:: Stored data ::
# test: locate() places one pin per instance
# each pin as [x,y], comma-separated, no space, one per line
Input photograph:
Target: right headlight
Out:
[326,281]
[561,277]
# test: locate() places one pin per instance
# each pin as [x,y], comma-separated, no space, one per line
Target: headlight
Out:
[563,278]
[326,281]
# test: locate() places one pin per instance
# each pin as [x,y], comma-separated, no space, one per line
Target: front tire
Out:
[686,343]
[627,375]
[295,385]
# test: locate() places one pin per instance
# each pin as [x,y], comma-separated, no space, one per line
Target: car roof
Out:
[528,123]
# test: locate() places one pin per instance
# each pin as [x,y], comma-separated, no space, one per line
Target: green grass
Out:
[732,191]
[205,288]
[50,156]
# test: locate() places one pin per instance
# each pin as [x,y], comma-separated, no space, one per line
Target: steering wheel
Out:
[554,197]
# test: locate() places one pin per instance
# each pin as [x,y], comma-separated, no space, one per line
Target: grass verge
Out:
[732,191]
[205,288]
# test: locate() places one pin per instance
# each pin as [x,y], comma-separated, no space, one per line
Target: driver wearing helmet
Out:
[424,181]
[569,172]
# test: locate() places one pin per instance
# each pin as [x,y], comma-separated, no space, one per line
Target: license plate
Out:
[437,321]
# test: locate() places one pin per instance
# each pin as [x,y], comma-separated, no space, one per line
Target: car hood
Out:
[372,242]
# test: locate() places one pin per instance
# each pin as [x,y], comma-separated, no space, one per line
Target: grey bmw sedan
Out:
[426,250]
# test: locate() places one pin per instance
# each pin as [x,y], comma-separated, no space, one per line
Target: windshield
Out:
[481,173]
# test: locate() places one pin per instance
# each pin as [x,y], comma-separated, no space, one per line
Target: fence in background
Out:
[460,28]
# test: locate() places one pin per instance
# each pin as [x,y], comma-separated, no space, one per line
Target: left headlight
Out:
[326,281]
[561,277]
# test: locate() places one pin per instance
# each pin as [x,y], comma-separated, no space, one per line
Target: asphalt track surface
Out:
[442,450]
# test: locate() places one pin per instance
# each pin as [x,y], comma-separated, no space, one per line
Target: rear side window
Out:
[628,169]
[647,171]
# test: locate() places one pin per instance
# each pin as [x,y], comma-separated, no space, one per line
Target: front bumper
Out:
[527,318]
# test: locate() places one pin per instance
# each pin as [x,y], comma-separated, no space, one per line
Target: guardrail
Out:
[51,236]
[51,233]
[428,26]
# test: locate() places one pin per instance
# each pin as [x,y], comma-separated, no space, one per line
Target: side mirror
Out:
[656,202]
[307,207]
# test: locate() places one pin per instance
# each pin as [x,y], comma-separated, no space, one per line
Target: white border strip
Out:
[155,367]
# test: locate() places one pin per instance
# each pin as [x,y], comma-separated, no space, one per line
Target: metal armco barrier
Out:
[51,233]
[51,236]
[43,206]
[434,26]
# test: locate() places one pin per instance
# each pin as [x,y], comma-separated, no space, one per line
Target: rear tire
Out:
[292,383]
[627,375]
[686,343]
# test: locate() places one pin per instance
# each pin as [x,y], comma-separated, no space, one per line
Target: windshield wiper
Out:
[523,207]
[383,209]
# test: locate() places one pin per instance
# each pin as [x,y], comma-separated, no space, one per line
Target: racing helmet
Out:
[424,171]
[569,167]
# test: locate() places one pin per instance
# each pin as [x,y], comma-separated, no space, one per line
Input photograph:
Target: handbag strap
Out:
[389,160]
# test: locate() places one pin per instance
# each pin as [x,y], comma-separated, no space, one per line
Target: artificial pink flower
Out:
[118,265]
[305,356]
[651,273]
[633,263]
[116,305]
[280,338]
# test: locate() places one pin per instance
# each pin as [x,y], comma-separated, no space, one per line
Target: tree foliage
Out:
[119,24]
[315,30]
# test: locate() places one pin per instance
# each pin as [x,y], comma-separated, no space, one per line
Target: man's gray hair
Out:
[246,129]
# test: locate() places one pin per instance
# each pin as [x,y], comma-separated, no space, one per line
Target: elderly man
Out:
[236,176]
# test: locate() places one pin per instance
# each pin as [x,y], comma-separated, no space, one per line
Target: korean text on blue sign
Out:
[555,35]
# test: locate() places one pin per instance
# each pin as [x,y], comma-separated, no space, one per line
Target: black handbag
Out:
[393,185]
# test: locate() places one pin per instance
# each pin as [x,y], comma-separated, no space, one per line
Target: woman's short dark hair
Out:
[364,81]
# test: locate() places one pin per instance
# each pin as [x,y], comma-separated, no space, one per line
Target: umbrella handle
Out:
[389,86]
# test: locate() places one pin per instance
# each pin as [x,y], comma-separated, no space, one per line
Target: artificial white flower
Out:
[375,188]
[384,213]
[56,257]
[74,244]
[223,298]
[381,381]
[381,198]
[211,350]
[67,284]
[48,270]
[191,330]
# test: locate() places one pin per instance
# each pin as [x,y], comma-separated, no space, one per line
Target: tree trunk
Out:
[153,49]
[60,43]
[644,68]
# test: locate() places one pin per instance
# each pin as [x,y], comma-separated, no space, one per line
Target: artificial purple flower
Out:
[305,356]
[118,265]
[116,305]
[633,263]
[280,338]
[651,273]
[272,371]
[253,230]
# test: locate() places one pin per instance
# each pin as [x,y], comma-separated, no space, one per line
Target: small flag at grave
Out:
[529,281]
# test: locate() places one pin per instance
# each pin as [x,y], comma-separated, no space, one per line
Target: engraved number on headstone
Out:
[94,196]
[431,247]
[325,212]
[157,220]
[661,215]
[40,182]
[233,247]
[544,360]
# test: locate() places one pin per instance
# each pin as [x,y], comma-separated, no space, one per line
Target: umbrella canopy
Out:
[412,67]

:: Task to carry out ::
Once more, print all the records exactly.

:: Answer space ::
# test: locate() places one pin per instance
# each pin as [x,y], comma-separated, no space, one per line
Input photograph:
Target: right headlight
Out:
[326,281]
[561,277]
# test: locate() places one pin per instance
# each pin as [x,y], comma-separated, no space, one per line
Target: headlight
Out:
[563,278]
[326,281]
# test: locate() places one pin per instance
# each pin as [x,y], comma-separated, no space, one per line
Target: front tire
Out:
[686,343]
[627,375]
[295,385]
# test: locate() places one pin per instance
# each pin as [x,y], comma-separated, no space, one per line
Target: car roof
Out:
[528,123]
# test: locate() places one pin per instance
# each pin as [x,y], comma-separated, no space, one per line
Target: green grass
Out:
[732,191]
[205,288]
[50,156]
# test: locate() places one pin per instance
# each pin as [x,y], comma-separated, no space, one per line
Target: steering wheel
Out:
[554,197]
# test: locate() places one pin per instance
# each pin as [x,y], comma-separated, no space, one per line
Target: grass verge
Out:
[732,191]
[205,288]
# test: locate() places one pin per instance
# each pin as [x,y], comma-separated, no space, one per line
Target: driver wearing helmet
Out:
[424,181]
[569,172]
# test: locate() places one pin per instance
# each pin as [x,y], comma-separated, no space, one per line
Target: license plate
Out:
[437,321]
# test: locate() places one pin per instance
# each pin as [x,y], comma-separated, no space, one per line
Target: car hood
Out:
[372,242]
# test: locate() places one pin per instance
# each pin as [x,y], comma-separated, no space, one per line
Target: grey bmw sedan
Out:
[426,250]
# test: locate() places one pin per instance
# each pin as [x,y], comma-separated, no space, one per line
Target: windshield
Out:
[481,173]
# test: locate() places one pin per instance
# each pin as [x,y], comma-separated, no space, one per line
Target: fence in background
Out:
[460,28]
# test: locate() places one pin per instance
# each pin as [x,y], comma-separated, no space, one per line
Target: left headlight
Out:
[326,281]
[561,277]
# test: locate() places one pin per instance
# each pin as [x,y], comma-separated, no space, one per line
Target: asphalt track surface
Out:
[442,450]
# test: locate() places one pin per instance
# each pin as [x,y], comma-separated, no space, one per line
Target: rear side window
Out:
[628,169]
[647,171]
# test: locate() places one pin per instance
# each pin as [x,y], comma-separated, no space, one per line
Target: front bumper
Out:
[527,318]
# test: locate() places one pin per instance
# each pin as [x,y], comma-separated, no space, one per line
Target: guardrail
Out:
[51,236]
[51,233]
[428,26]
# test: locate() places one pin per instance
# each pin as [x,y], comma-separated, no space, one per line
Target: side mirror
Out:
[656,202]
[307,207]
# test: locate() places one pin per instance
# each pin as [x,y], comma-separated, no space, one per line
Target: white border strip
Out:
[155,367]
# test: locate() places one pin per instance
# each pin as [x,y], comma-separated, no space, one per line
Target: metal armco barrier
Out:
[51,233]
[51,236]
[43,206]
[434,26]
# test: locate() places one pin per instance
# each pin as [x,y], comma-separated, no space, one per line
Target: rear tire
Out:
[292,383]
[627,375]
[686,343]
# test: locate() places one pin per instance
# each pin as [x,y], comma-separated, no space, one per line
Target: windshield wiper
Out:
[523,207]
[383,209]
# test: locate() places one pin per instance
# each pin as [x,y], comma-separated, no space, one per line
Target: racing helmet
Out:
[424,171]
[569,167]
# test: locate() places one pin per instance
# each pin as [x,y], comma-separated, no space, one per line
Input photograph:
Target: handbag strap
Out:
[389,160]
# test: locate() places one pin per instance
# each pin as [x,y], comma-separated, no space, one per line
Target: artificial pink flower
Out:
[118,265]
[305,356]
[651,273]
[633,263]
[116,305]
[280,338]
# test: locate() places one pin per instance
# each pin as [x,y], comma-separated, no space, one per line
Target: tree foliage
Out:
[119,24]
[315,30]
# test: locate() places one pin per instance
# each pin as [x,y], comma-separated, no space, one per line
Target: man's gray hair
Out:
[246,129]
# test: locate() places one pin per instance
# each pin as [x,y], comma-separated, no space, one per line
Target: elderly man
Out:
[236,176]
# test: locate() places one pin per instance
# each pin as [x,y], comma-separated, no space, one per line
Target: korean text on blue sign
Out:
[555,35]
# test: locate() places one pin per instance
# each pin as [x,y], comma-separated, no space, one per line
Target: black handbag
Out:
[393,185]
# test: locate() places one pin per instance
# each pin as [x,y], comma-separated, no space, one per line
Target: woman's short dark hair
Out:
[364,81]
# test: locate() places one pin per instance
# each pin as [x,y], comma-separated, no space, one per line
Target: umbrella handle
Out:
[389,86]
# test: locate() places one pin per instance
# each pin as [x,y], comma-separated, no space, one per line
Target: artificial white flower
Out:
[375,188]
[384,213]
[56,257]
[74,244]
[223,298]
[381,381]
[381,198]
[211,350]
[67,284]
[48,270]
[191,330]
# test: locate() places one pin per instance
# each pin as [x,y], comma-separated, no space, one per line
Target: tree trunk
Out:
[153,49]
[60,43]
[644,68]
# test: locate() places one pin per instance
# each pin as [x,y], comma-separated, no space, one per line
Target: artificial purple flower
Out:
[305,356]
[118,265]
[116,305]
[633,263]
[280,338]
[651,273]
[272,371]
[253,230]
# test: locate() places one pin per instance
# each pin as [x,y], comma-separated, no space, one per line
Target: small flag at grave
Out:
[529,281]
# test: locate() places one pin per instance
# each pin as [x,y], comma-separated, no space, one per line
Target: engraved number on headstone
Out:
[94,196]
[431,247]
[325,212]
[157,220]
[661,215]
[40,182]
[233,247]
[544,360]
# test: locate() places one pin per instance
# each pin as [x,y], comma-separated, no space, one per line
Target: umbrella canopy
Out:
[412,67]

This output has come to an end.